§ **Records from a dataset**:
"""

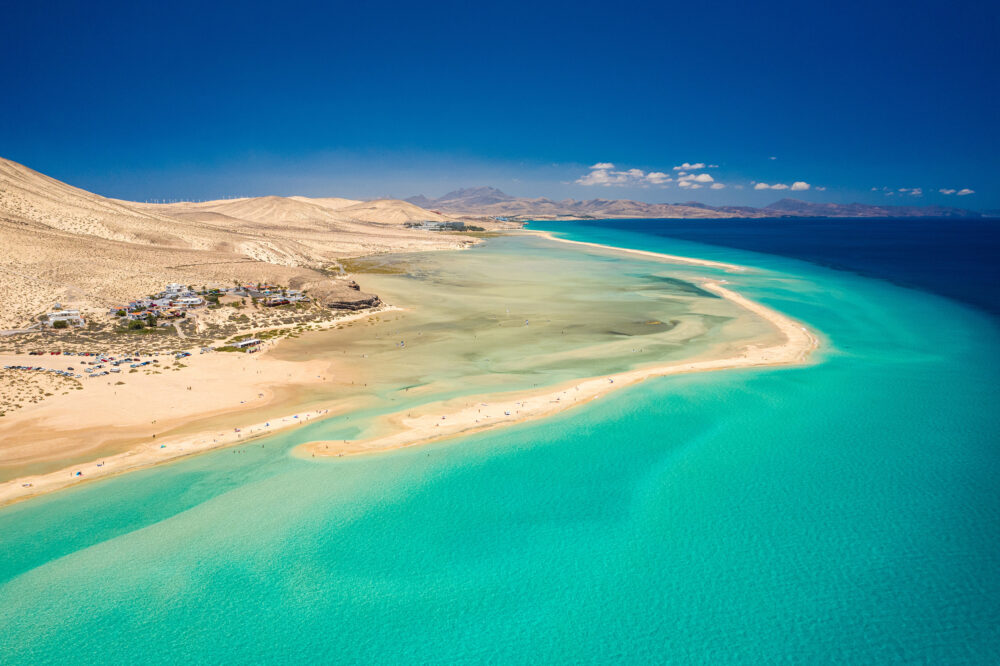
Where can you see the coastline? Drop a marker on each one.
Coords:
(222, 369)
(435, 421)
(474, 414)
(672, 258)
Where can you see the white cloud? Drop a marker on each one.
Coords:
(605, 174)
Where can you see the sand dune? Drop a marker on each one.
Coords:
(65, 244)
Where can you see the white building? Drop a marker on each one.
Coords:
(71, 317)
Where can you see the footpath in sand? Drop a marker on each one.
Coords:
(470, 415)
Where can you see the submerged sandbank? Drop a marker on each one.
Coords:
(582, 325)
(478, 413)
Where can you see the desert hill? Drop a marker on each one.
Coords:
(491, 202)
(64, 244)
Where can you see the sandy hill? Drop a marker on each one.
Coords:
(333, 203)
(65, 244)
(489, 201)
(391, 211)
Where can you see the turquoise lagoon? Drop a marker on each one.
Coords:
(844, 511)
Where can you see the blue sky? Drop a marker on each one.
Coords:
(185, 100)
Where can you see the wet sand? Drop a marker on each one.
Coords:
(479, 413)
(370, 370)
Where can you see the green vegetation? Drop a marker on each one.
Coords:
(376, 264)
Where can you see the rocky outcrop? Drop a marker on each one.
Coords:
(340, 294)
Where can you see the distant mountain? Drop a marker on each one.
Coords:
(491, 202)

"""

§ **What this task involves**: Convert every line of the listing above into a JSON list of strings, one string per line, with blank lines skipped. Omit the picture placeholders.

§ **Result of this exercise**:
[
  "Where can you see the coastline? Drop a marker on each one.",
  "Coords:",
  "(222, 369)",
  "(435, 421)",
  "(474, 414)",
  "(672, 258)",
  "Where can you see the white cloud? Drop a marker on each one.",
  "Coords:",
  "(605, 174)",
  "Where can you see the sand dune? Drop a marker on each one.",
  "Coords:",
  "(65, 244)",
  "Where can you see the white building? Drop a marker on each one.",
  "Coords:",
  "(71, 317)",
  "Where can you see the footpath in sand? Drop a marker on each one.",
  "Coords:",
  "(470, 415)",
  "Where can you see the submerged sandbank? Drop a marker on each one.",
  "Coords:",
  "(582, 325)",
  "(478, 413)",
  "Where can you see the desert hill? Drop a marker on each one.",
  "Coords:",
  "(491, 202)",
  "(64, 244)",
  "Where can you see the sandy hill? Drop a marker on each one.",
  "Coords:",
  "(333, 203)",
  "(65, 244)",
  "(489, 201)",
  "(391, 211)",
  "Where can you see the turquoise lagoon? Drop a marker on each one.",
  "Coords:",
  "(844, 511)",
  "Where can you see the blue sky? Drop a marker on each one.",
  "Coords:",
  "(185, 100)",
  "Where can you see the wet sand? Drop a marker on each one.",
  "Coords:",
  "(479, 413)",
  "(370, 370)",
  "Where can you see the green vegetation? Drop a marker on each one.",
  "Coords:",
  "(376, 264)",
  "Where can you see the rocky outcrop? Drop a marker on each one.",
  "Coords:",
  "(340, 294)",
  "Where can you see the distant mountain? Drop a marker on each one.",
  "Coords:",
  "(491, 202)"
]